*PROBLEM REQUIREMENTS*: Write out the full set of records below exactly.

[Records from a point labeling set]
________________
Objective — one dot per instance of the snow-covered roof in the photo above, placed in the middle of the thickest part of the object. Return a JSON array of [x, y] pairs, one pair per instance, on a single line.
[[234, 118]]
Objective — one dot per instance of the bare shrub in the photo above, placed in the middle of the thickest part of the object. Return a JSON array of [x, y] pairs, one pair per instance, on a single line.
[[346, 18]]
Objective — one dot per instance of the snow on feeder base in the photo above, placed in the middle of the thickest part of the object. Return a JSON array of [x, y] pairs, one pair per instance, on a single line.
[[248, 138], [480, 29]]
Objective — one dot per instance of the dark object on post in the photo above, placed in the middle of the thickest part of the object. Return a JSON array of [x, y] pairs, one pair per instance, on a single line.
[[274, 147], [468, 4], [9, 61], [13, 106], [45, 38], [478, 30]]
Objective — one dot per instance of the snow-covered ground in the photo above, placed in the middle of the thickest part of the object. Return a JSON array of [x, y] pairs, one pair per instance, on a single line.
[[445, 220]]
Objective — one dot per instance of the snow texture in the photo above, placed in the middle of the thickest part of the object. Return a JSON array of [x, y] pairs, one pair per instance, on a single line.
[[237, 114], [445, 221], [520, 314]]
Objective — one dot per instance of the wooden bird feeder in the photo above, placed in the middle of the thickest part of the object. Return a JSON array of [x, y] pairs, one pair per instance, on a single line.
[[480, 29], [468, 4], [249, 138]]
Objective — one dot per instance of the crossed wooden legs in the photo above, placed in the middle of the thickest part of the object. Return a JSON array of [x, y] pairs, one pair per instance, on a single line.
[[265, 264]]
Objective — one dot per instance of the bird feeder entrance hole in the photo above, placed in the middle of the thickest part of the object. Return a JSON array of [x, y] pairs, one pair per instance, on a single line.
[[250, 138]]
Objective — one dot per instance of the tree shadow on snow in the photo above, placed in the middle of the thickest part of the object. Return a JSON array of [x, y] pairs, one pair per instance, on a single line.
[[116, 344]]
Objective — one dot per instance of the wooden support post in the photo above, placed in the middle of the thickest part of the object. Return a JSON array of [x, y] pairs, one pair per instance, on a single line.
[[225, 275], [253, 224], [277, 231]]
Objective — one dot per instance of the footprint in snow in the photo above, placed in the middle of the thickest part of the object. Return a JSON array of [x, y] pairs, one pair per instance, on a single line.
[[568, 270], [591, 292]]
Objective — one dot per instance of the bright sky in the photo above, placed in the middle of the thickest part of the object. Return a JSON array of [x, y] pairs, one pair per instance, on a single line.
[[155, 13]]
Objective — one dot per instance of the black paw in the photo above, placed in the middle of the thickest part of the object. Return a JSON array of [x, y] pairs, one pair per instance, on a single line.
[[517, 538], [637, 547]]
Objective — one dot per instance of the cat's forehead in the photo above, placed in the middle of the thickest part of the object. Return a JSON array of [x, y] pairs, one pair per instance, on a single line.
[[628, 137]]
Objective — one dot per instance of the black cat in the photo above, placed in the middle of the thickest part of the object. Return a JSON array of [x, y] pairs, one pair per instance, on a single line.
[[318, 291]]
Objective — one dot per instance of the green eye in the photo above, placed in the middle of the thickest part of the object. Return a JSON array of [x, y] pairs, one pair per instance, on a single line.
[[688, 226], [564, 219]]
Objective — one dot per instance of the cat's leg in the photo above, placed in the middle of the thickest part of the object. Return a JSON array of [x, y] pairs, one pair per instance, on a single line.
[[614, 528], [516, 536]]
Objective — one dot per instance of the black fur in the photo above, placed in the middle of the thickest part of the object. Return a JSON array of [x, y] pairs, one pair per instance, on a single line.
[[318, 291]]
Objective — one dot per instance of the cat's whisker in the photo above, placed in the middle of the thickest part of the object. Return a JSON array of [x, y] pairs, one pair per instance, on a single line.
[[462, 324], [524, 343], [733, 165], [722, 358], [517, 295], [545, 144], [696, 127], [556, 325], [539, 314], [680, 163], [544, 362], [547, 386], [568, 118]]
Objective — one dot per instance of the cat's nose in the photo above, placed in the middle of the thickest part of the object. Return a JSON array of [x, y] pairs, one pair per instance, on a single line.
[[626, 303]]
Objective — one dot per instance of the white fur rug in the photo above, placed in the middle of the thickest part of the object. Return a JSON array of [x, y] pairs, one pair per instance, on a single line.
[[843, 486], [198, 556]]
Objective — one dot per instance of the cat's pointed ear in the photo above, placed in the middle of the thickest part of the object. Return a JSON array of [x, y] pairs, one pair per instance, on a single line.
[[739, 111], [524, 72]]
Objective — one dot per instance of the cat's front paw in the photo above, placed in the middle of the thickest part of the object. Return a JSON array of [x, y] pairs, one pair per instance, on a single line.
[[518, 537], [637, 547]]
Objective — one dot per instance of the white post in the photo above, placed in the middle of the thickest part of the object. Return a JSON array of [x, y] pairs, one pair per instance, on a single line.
________________
*TASK OUTPUT*:
Objective — one dot per instance of the snow-covered roof in the photo above, placed in the middle of the thickest part of the object. Return a JSON array of [x, y] pairs, one pair per instance, on a single line.
[[234, 118]]
Objective — one dot per instance of the bare shrub in the photo above, placed in the middle of the thickest part of the object. Return a JSON array of [x, y] pairs, one pair per instance, on a single line.
[[346, 18]]
Objective — one dot per instance of the snow on feeder base in the photo above, placed in the middle of the thickest part of the object. Return a JSON array of [x, y] pairs, one pair per instance, on a single line.
[[248, 138], [480, 29]]
Objective — one dot per instance of the dark object on post in the photo above, placed in the middle of the thickest part of the object. Return a JSON array of [x, y] pairs, one pair per instance, on a single line.
[[274, 147], [468, 4], [9, 61], [13, 106], [45, 38], [478, 30]]
Objective — one dot per instance of the snow-covered ground in the photo above, placed in the middle of the thickest part of the object. Return a JSON array of [x, y] pairs, one pair per instance, on a single line.
[[445, 220]]
Objective — one dot per instance of the snow texture in the photo above, placed in the middle of the thickest part of the object. Return a JSON array of [x, y] pairs, one pair per instance, on a single line.
[[237, 114], [445, 221], [520, 314]]
Objective — one dot per instance of the wooden bird feeder in the photo above, placed in the middle of the thickest part of the object. Return a JSON array of [x, y] pairs, one pair per instance, on a single line.
[[480, 29], [468, 4], [249, 138]]
Objective — one dot per instance of the crossed wooden legs in the photo above, placed in the middle of the thickest part of the object. Return a JSON array of [x, y] pairs, one pair per instance, on a single line.
[[265, 264]]
Objective — one dot per instance of the bird feeder entrance hole in the photo above, placed in the middle of the thickest part of the object. Return a JSON array of [x, y] pairs, one pair per instance, on a single line.
[[250, 138]]
Objective — one dot per instance of the tree shadow on snow in the photo above, placed in the middle of the thickest part of the object. Return a JSON array of [x, y] pairs, one pair per instance, on a single line.
[[116, 344]]
Objective — one dot per instance of the wooden support post in the photo above, placed in the middle of the thickest part of the object. Return a JSON array of [x, y] pairs, one pair per instance, on a single line.
[[225, 275], [253, 224], [277, 231]]
Objective — one dot per instance of the footprint in snow in the photo above, placed in the middle of the thickest part of the object. Return a JSON array of [x, y] pairs, one pair per instance, on a single line.
[[568, 270], [591, 292]]
Objective — one dot per instance of the bright sky in the photo above, placed in the middle of the thickest part of the object. Return a JSON array of [x, y] pairs, one pair per instance, on a single line.
[[155, 13]]
Objective — one dot per instance of the black paw in the photo above, placed in the middle of the thickest part of the object. Return a JSON array of [x, y] pairs, one pair per instance, on a single line.
[[517, 538], [637, 547]]
Objective — one dot per instance of the cat's forehead in the photo above, placed in the middle of the thickest part of the object. Return a JSON array of [x, y] pairs, one pair per instance, on a single line.
[[628, 137]]
Objective — one dot per instance of the black cat in the photo above, placed in the middle of the thickest part of the object. Return a JSON array of [x, y] pairs, one pair per instance, on a single line.
[[318, 291]]
Objective — one dot per instance of the green eye in the photo above, placed in the middle of the thickest part of the object. Return a JSON array of [x, y] pairs, one pair per instance, on a single line.
[[688, 226], [564, 219]]
Objective — one dot per instance of the cat's leg in the photo above, placed in the middle of the thickest part of the object. Return a JSON array of [x, y] pairs, one pair per instance, on a single line.
[[614, 528], [516, 536]]
Objective — one dot per instance of the black fur in the photo above, placed in the middle of the thickest part of the object. Return a JSON array of [x, y] pairs, one pair per instance, on a single line.
[[318, 291]]
Objective — one dot per instance of the cat's whisker in the photo above, placed in the middle of the thickest part of the object. Return a JSON array of [x, y] pairs, one pair per instance, on a single line.
[[462, 324], [524, 343], [733, 165], [722, 358], [517, 295], [545, 144], [696, 127], [556, 325], [539, 314], [680, 163], [544, 362], [547, 386], [568, 118]]
Objective — one dot per instance of the cat's nose in the photo above, placed in the middle of the thickest part of the object. Return a JSON array of [x, y] pairs, one pair per instance, on a single line.
[[626, 303]]
Objective — one dot per instance of the white fur rug in the photo above, placed in the middle of the thickest part of the object. Return a JSON array of [x, y] pairs, one pair per instance, on a single line.
[[843, 486], [198, 556]]
Objective — one dot per instance of the cat's pointed ear in the photo above, placed in the middle of the thickest part of the object. Return a JSON array of [x, y] pairs, one pair per instance, on a single line.
[[739, 111], [524, 72]]
Objective — one dot per instance of the cat's front paw in the photo above, placed in the middle of the thickest part of the object. Return a JSON array of [x, y] pairs, one pair per instance, on a single line.
[[518, 537], [637, 547]]
Objective — one dot per instance of the white post in the photo above, placed in the middle of the thickest part of the object. Return a JSON array of [x, y] pairs, one pair per instance, on a single line.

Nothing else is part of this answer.